Today, World Rabies Day, seems a good time to consider the facts about this disease. It is the world's deadliest disease, killing 99.9 percent of everyone who contracts it. It is also very much present in the world today, not only here in the United States but in every continent bar Antarctica. It kills tens of thousands of people each year, the majority of whom are children, and it is expanding geographically, into areas previously considered out of harm's way.

None of which makes uplifting reading, given that we live in an age of unsurpassed scientific accomplishment. But while science has and always will be at the heart of the fight back against rabies -- it was Louis Pasteur, remember, who discovered the first vaccine for the disease -- it's comforting to know that there is a lot that we can do to help keep this killer in check.

The fact that so many rabies victims are children is because children tend to be less guarded when it comes to coming into contact with strange dogs. Much of the work of my organization, the Global Alliance for Rabies Control (GARC), then, goes on not in the laboratory or clinic but in the classroom and community center, educating children, teachers and other folk of the basic rules to follow when strange animals enter a village. It's been remarkably effective and inexpensive: in a project we recently completed in the Philippines, it helped us to control rabies across a whole province for as little as a few cents per person.

Getting dogs and cats vaccinated against rabies may seem like a no-brainer here in the rich world, but it's more complicated in other regions. Mass dog vaccination programs are still too expensive and often vaccine stocks for people exposed to the disease are too far away to be able to access them. This hits poor, rural populations hard and makes health authorities' job of identifying action areas more difficult.
------------------------------------
▶ Required action A: Reproduce the passage of the rabies text word for word, starting with "Today, World Rabies" and going on through "killer in check.".
▶ Required action B: Name every place (country, continent or region) that the rabies text mentions by name.
Rely only on the rabies text for what follows it.

▶ Information provided:
------------------------------------
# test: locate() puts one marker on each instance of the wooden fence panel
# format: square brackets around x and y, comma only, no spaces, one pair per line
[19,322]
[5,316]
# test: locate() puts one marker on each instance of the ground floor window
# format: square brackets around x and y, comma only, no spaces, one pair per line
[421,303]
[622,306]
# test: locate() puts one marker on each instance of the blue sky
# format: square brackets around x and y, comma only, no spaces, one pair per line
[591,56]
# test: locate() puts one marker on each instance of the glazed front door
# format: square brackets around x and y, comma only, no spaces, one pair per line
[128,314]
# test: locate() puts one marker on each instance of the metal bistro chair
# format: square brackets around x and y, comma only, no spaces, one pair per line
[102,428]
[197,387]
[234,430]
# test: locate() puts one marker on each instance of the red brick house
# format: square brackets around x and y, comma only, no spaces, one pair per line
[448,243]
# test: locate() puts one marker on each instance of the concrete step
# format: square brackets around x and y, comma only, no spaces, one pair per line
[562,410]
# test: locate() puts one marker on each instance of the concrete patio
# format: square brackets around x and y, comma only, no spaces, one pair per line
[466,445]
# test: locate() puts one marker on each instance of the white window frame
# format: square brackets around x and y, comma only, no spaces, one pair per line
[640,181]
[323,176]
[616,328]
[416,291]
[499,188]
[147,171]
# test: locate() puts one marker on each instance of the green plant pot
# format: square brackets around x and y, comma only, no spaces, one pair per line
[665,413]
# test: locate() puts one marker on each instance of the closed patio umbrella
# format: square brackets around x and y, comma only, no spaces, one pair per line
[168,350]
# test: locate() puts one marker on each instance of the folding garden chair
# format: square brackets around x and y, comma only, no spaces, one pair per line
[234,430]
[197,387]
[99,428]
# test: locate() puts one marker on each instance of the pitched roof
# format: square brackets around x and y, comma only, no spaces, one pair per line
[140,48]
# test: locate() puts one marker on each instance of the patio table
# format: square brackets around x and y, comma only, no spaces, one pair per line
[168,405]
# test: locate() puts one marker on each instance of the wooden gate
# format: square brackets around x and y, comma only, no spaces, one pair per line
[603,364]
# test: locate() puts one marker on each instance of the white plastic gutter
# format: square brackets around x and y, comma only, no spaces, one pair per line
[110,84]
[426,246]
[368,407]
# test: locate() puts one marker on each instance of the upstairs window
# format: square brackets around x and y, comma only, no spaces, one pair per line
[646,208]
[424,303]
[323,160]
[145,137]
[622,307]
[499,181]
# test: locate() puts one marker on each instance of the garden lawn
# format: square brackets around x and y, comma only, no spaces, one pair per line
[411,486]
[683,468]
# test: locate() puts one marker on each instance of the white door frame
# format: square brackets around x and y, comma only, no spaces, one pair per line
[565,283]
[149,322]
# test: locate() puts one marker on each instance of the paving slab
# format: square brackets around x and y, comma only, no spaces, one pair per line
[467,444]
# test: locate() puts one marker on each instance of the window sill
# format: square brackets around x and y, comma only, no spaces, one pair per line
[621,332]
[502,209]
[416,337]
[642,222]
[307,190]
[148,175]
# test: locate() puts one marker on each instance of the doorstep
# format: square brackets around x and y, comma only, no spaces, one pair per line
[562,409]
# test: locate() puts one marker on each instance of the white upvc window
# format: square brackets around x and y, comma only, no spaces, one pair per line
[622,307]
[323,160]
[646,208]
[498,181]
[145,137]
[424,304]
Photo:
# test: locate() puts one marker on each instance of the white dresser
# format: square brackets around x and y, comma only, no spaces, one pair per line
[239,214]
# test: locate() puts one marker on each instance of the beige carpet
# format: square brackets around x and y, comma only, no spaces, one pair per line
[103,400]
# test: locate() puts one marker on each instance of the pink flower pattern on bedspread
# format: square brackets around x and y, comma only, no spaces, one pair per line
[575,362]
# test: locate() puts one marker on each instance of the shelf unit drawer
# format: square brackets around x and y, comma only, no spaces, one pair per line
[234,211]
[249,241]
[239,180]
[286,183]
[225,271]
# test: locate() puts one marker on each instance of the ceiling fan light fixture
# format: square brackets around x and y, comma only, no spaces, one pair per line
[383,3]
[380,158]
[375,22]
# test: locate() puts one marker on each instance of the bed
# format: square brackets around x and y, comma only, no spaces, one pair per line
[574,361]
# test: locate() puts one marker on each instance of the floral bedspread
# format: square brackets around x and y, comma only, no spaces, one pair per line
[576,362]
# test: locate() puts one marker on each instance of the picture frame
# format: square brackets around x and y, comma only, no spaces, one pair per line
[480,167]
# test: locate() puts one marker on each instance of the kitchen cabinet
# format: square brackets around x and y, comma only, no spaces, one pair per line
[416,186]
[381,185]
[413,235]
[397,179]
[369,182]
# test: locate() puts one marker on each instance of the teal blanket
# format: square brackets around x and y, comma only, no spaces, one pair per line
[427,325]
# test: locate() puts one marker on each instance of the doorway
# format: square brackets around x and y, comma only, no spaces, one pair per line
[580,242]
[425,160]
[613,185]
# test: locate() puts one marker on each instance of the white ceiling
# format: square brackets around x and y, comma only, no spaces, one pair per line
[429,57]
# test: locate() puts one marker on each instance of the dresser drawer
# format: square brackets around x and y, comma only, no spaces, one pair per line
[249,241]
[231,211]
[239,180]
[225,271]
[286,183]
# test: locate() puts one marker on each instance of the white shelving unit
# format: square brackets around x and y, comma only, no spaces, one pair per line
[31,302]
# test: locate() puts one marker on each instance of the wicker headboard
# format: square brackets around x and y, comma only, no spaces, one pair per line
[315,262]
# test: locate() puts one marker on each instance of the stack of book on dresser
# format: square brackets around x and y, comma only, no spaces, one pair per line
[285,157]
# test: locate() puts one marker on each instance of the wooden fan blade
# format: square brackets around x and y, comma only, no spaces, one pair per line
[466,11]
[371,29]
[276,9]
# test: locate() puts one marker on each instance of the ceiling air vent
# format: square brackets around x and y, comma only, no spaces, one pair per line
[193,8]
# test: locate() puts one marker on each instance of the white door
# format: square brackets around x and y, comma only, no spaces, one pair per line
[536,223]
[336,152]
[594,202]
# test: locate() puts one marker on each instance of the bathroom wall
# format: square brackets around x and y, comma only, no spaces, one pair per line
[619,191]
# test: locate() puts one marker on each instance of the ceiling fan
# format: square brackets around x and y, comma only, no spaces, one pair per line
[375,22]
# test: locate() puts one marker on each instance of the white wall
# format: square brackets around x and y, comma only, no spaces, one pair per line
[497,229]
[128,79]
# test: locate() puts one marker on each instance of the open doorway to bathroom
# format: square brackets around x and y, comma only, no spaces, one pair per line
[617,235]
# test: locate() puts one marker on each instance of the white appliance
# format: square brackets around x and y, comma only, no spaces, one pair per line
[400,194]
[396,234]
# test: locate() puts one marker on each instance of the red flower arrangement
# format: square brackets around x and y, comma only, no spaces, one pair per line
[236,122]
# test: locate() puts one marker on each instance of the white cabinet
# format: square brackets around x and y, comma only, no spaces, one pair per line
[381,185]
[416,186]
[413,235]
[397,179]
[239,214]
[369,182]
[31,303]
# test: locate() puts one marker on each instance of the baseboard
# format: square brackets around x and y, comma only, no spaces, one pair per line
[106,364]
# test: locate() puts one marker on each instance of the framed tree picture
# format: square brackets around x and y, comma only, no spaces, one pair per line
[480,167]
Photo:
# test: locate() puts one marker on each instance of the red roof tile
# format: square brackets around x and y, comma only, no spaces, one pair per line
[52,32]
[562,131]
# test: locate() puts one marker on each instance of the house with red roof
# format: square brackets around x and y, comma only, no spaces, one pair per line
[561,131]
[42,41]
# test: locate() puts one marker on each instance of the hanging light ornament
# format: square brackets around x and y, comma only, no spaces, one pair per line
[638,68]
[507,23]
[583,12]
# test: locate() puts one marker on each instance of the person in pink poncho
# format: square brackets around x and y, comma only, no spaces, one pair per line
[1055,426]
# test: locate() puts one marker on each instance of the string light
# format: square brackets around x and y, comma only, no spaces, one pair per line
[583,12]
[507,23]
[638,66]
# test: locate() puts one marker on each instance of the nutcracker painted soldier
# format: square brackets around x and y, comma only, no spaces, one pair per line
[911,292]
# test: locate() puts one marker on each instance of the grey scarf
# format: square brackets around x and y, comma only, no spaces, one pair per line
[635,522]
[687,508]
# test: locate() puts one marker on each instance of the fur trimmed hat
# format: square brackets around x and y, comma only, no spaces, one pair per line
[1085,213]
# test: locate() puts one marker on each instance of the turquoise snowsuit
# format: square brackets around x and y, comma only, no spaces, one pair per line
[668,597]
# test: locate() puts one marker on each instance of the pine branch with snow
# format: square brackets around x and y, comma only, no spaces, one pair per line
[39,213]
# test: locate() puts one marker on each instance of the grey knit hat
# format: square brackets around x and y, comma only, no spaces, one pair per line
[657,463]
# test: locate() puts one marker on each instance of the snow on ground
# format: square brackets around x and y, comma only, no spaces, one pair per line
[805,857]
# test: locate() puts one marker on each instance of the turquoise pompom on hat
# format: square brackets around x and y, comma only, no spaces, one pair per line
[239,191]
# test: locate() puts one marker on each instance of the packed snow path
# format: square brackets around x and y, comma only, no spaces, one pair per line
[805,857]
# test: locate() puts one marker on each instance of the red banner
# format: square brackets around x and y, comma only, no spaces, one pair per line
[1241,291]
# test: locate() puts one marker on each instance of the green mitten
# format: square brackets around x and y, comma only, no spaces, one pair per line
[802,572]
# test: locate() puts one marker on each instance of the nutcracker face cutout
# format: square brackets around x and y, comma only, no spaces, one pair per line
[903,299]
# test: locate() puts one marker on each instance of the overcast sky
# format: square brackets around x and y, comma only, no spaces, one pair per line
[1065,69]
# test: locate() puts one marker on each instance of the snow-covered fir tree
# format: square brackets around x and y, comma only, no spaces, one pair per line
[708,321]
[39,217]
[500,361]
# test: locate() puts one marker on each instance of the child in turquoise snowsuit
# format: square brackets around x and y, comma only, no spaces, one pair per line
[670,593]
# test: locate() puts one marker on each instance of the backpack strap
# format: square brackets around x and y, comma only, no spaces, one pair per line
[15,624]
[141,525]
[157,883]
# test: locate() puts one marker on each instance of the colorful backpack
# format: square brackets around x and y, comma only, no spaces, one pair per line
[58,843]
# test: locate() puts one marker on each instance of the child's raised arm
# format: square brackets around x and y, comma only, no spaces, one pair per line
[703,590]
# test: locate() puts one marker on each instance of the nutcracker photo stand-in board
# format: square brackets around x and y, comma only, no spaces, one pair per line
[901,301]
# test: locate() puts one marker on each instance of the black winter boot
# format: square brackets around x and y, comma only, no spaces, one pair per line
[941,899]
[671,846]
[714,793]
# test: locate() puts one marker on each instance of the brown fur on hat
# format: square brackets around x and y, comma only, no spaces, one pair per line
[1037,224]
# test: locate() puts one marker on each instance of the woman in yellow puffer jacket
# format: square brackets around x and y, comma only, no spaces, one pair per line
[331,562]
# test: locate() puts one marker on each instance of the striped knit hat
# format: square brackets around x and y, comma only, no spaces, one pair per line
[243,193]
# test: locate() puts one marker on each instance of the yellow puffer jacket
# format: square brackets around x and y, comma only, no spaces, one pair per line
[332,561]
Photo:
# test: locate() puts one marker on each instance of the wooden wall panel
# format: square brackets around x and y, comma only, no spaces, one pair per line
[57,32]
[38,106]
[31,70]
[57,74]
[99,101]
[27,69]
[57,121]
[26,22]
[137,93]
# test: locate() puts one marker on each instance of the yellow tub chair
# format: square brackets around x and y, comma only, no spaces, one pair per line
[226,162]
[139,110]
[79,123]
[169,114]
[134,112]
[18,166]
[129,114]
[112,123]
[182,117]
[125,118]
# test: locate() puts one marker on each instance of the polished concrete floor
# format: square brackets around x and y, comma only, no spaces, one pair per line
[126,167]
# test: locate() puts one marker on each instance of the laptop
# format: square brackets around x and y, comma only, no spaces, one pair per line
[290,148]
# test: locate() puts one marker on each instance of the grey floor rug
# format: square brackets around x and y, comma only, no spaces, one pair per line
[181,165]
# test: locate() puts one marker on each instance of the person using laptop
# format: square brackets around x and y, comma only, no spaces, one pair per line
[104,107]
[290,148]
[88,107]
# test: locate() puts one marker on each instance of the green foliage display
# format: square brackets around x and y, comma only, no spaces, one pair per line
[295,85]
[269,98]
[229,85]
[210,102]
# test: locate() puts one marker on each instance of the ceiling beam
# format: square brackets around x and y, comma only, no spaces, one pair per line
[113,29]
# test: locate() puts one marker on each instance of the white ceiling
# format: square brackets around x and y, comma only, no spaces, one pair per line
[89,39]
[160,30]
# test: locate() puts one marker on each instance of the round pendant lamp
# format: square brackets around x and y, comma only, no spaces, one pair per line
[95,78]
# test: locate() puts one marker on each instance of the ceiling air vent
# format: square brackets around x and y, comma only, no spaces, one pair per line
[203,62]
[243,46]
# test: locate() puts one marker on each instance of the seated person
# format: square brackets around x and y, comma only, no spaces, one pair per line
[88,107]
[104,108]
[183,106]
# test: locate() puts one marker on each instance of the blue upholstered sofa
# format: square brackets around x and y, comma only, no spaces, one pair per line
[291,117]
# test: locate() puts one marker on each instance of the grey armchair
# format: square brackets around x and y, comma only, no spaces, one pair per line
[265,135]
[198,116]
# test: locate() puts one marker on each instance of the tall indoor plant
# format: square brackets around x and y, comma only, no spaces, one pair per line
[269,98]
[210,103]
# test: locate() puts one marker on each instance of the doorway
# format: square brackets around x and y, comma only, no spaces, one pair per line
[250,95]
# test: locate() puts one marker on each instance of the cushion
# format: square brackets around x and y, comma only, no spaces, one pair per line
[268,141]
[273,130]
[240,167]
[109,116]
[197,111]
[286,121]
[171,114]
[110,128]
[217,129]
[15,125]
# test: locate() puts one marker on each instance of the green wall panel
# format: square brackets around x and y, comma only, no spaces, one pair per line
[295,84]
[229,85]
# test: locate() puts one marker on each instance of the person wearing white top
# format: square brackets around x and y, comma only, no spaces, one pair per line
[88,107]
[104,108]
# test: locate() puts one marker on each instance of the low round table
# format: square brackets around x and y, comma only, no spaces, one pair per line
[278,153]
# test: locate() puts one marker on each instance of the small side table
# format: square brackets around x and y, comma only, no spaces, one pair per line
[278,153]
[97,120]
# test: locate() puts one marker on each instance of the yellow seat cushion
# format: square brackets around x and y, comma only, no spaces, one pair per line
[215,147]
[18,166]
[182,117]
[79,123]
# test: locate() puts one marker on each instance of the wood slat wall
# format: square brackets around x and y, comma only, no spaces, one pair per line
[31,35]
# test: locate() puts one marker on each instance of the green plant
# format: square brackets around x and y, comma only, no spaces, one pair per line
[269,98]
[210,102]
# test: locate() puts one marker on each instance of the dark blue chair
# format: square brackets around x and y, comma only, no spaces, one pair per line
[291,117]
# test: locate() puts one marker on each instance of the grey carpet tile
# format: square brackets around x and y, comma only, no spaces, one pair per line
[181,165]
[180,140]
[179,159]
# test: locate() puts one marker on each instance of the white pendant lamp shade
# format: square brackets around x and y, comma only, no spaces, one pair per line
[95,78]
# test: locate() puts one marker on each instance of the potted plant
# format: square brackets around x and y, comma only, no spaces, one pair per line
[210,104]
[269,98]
------------------------------------
▶ Task result A:
Today, World Rabies Day, seems a good time to consider the facts about this disease. It is the world's deadliest disease, killing 99.9 percent of everyone who contracts it. It is also very much present in the world today, not only here in the United States but in every continent bar Antarctica. It kills tens of thousands of people each year, the majority of whom are children, and it is expanding geographically, into areas previously considered out of harm's way.

None of which makes uplifting reading, given that we live in an age of unsurpassed scientific accomplishment. But while science has and always will be at the heart of the fight back against rabies -- it was Louis Pasteur, remember, who discovered the first vaccine for the disease -- it's comforting to know that there is a lot that we can do to help keep this killer in check.

▶ Task result B: United States, Antarctica, Philippines